**Trecho fornecido:**
# # # # #
Na década mais apreciada por críticos musicais, Roberto não só deu voz a canções escritas em parceria com Erasmo que até hoje recebem leituras de vários artistas (Além do horizonte, Amigo, 120...150...200 km por hora e, a mais aplaudida de todas - Detalhes), como também apresentou em sua discografia compositores que, através de suas interpretações, teriam sua obra reconhecida - Isolda (Outra vez), Maurício Duboc e Carlos Colla (Falando sério), Benito di Paula (Amanheceu)e os dois grandes artistas Fagner e Belchior (Mucuripe). A música brasileira retribuiu as canções que ele fez pra nós, com suas canções recebendo leituras de vários artistas - dentre elas, Nara Leão, que fez um disco interpretando apenas canções de Roberto e Erasmo, intitulado ...E que tudo mais vá pro inferno (mas, em sua prensagem mais recente, "rebatizado" de Debaixo dos caracóis dos seus cabelos). Com o passar dos anos, esta reverência à sua obra ganhou níveis internacionais, em especial depois que ele começou a gravar discos para o mercado latino - se tornou comum RC lançar um disco no Brasil em dezembro e, no início do ano seguinte, lançar um LP com suas canções versionadas para o espanhol.
# # # # #
**Como proceder:**
Repita na íntegra o trecho sobre a discografia de Roberto, sem mudar uma palavra sequer. Baseie-se somente no trecho.

**Informações:**
# # # # #
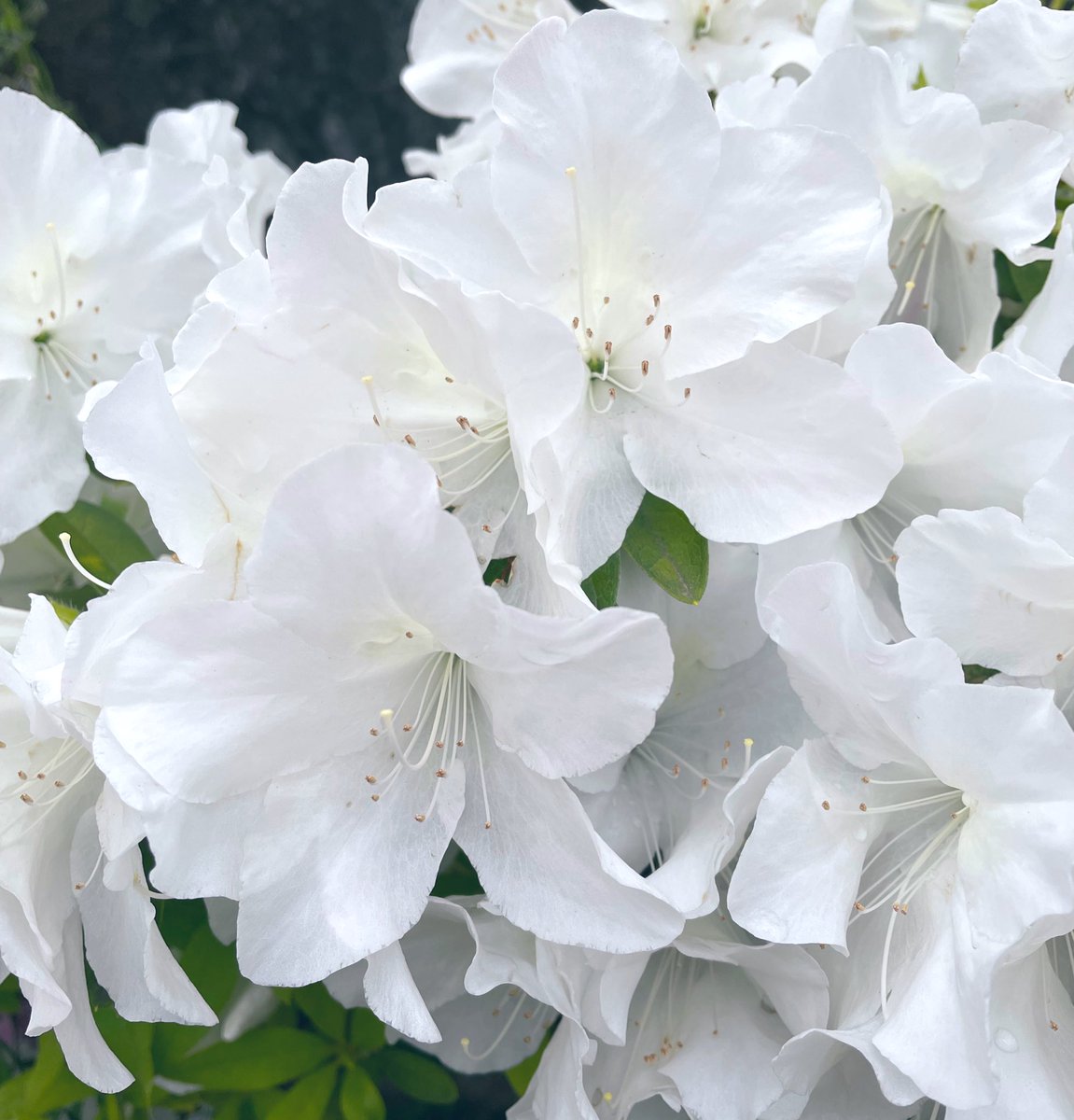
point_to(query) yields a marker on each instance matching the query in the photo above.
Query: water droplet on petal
(1006, 1042)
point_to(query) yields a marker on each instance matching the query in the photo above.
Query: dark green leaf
(308, 1100)
(359, 1099)
(418, 1076)
(457, 877)
(258, 1059)
(663, 543)
(104, 542)
(324, 1012)
(602, 587)
(45, 1087)
(498, 571)
(365, 1030)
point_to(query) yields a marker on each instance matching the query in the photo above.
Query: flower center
(900, 866)
(915, 257)
(426, 731)
(60, 368)
(620, 342)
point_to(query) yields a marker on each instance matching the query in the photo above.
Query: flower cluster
(664, 510)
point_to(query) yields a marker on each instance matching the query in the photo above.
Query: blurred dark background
(312, 78)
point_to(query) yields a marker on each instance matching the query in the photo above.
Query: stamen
(65, 542)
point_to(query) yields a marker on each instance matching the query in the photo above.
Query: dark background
(312, 78)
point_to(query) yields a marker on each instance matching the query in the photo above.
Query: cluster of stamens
(906, 861)
(57, 364)
(442, 725)
(608, 376)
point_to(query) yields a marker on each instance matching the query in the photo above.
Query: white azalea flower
(997, 588)
(923, 37)
(1044, 334)
(206, 134)
(426, 708)
(72, 872)
(958, 188)
(733, 39)
(678, 802)
(100, 253)
(1017, 63)
(928, 801)
(330, 333)
(968, 440)
(665, 249)
(706, 1017)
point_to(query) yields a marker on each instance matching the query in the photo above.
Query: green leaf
(325, 1013)
(308, 1100)
(418, 1076)
(64, 611)
(48, 1086)
(258, 1059)
(457, 877)
(1028, 279)
(365, 1031)
(498, 571)
(104, 542)
(359, 1099)
(602, 587)
(663, 543)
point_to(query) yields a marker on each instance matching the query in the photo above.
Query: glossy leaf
(664, 544)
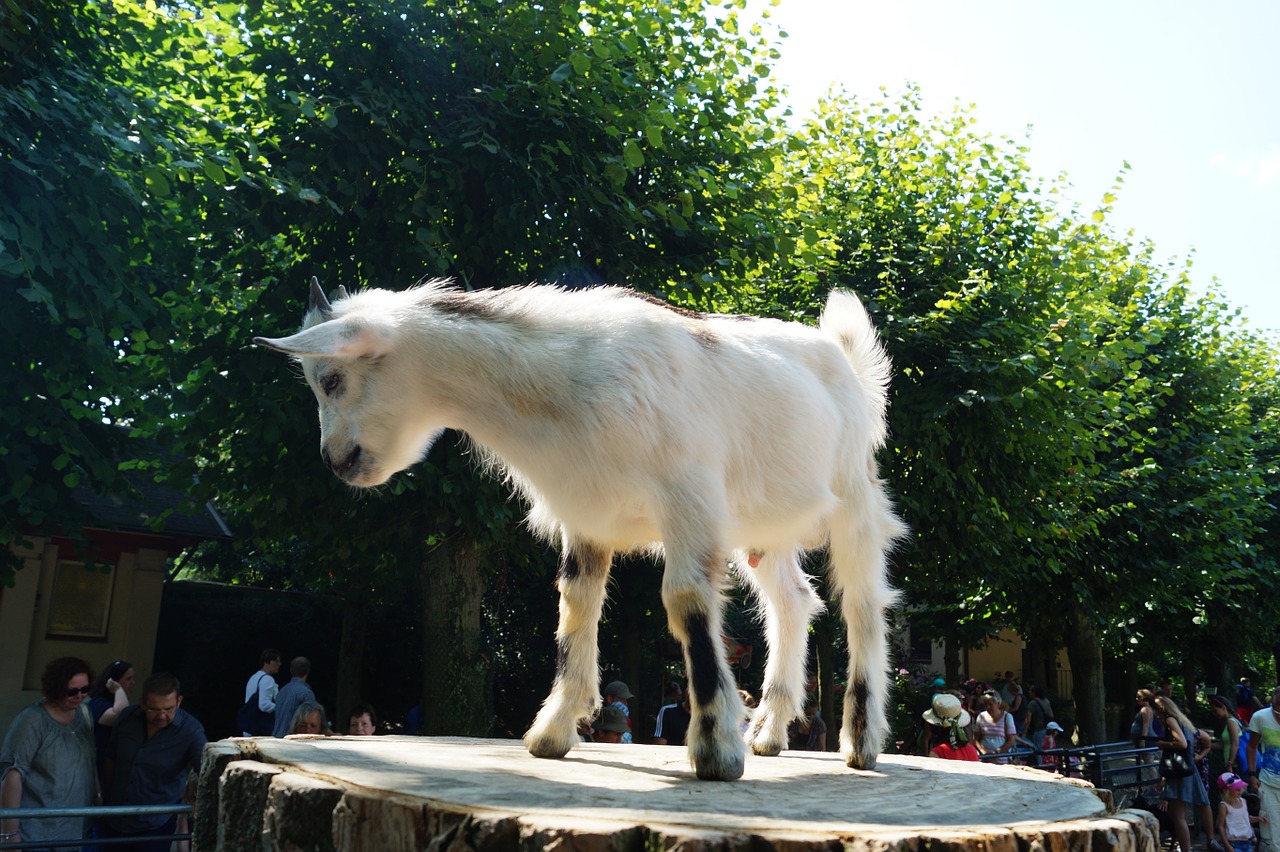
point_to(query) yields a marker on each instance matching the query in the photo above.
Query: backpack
(1242, 752)
(252, 718)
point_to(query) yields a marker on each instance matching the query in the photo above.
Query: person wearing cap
(947, 720)
(1234, 824)
(1230, 752)
(1048, 742)
(1265, 766)
(616, 695)
(612, 725)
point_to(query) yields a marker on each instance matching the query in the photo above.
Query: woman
(946, 723)
(1018, 708)
(106, 699)
(996, 734)
(48, 756)
(1146, 728)
(1180, 737)
(1230, 746)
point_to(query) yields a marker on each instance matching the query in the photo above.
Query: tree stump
(365, 793)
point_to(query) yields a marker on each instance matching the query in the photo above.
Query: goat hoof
(720, 769)
(855, 760)
(544, 746)
(766, 749)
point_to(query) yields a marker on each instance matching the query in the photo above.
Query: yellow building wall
(26, 645)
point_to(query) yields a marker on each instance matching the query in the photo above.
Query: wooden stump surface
(410, 792)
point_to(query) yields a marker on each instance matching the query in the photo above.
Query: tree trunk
(951, 662)
(1129, 687)
(351, 658)
(630, 612)
(1189, 670)
(1084, 649)
(455, 664)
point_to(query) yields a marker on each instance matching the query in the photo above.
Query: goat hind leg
(789, 604)
(691, 596)
(575, 694)
(859, 549)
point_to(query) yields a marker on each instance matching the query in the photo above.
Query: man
(1006, 688)
(362, 720)
(1265, 768)
(672, 723)
(152, 747)
(263, 687)
(292, 695)
(612, 725)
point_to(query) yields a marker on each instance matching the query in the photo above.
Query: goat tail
(846, 320)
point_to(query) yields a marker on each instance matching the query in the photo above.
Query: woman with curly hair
(48, 756)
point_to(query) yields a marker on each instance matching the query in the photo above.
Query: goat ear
(346, 338)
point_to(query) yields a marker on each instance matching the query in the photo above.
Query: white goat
(632, 425)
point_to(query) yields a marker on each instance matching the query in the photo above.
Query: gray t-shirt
(55, 761)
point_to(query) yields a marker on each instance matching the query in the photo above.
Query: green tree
(493, 143)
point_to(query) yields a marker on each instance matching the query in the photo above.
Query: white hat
(946, 708)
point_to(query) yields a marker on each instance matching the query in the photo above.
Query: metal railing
(1119, 766)
(88, 812)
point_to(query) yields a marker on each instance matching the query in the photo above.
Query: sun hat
(1230, 781)
(618, 688)
(945, 710)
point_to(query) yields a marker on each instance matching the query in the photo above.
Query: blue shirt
(291, 696)
(150, 772)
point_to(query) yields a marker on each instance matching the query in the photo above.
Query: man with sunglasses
(154, 746)
(48, 756)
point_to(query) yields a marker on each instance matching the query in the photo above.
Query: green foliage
(1077, 439)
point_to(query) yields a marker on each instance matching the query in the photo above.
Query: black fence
(1119, 766)
(88, 812)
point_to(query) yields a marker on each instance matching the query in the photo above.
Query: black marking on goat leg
(858, 727)
(703, 659)
(561, 659)
(476, 305)
(581, 558)
(570, 566)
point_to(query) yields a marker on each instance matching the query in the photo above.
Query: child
(1234, 824)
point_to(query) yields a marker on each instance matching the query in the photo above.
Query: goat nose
(350, 465)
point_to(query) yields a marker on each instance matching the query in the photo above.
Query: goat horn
(319, 301)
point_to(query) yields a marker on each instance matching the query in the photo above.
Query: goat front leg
(576, 692)
(789, 604)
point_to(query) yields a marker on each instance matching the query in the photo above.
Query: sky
(1187, 94)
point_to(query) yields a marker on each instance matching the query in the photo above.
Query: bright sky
(1187, 92)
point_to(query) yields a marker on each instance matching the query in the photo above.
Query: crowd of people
(83, 743)
(1228, 777)
(988, 719)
# # # # #
**Resposta final:**
Na década mais apreciada por críticos musicais, Roberto não só deu voz a canções escritas em parceria com Erasmo que até hoje recebem leituras de vários artistas (Além do horizonte, Amigo, 120...150...200 km por hora e, a mais aplaudida de todas - Detalhes), como também apresentou em sua discografia compositores que, através de suas interpretações, teriam sua obra reconhecida - Isolda (Outra vez), Maurício Duboc e Carlos Colla (Falando sério), Benito di Paula (Amanheceu)e os dois grandes artistas Fagner e Belchior (Mucuripe). A música brasileira retribuiu as canções que ele fez pra nós, com suas canções recebendo leituras de vários artistas - dentre elas, Nara Leão, que fez um disco interpretando apenas canções de Roberto e Erasmo, intitulado ...E que tudo mais vá pro inferno (mas, em sua prensagem mais recente, "rebatizado" de Debaixo dos caracóis dos seus cabelos). Com o passar dos anos, esta reverência à sua obra ganhou níveis internacionais, em especial depois que ele começou a gravar discos para o mercado latino - se tornou comum RC lançar um disco no Brasil em dezembro e, no início do ano seguinte, lançar um LP com suas canções versionadas para o espanhol.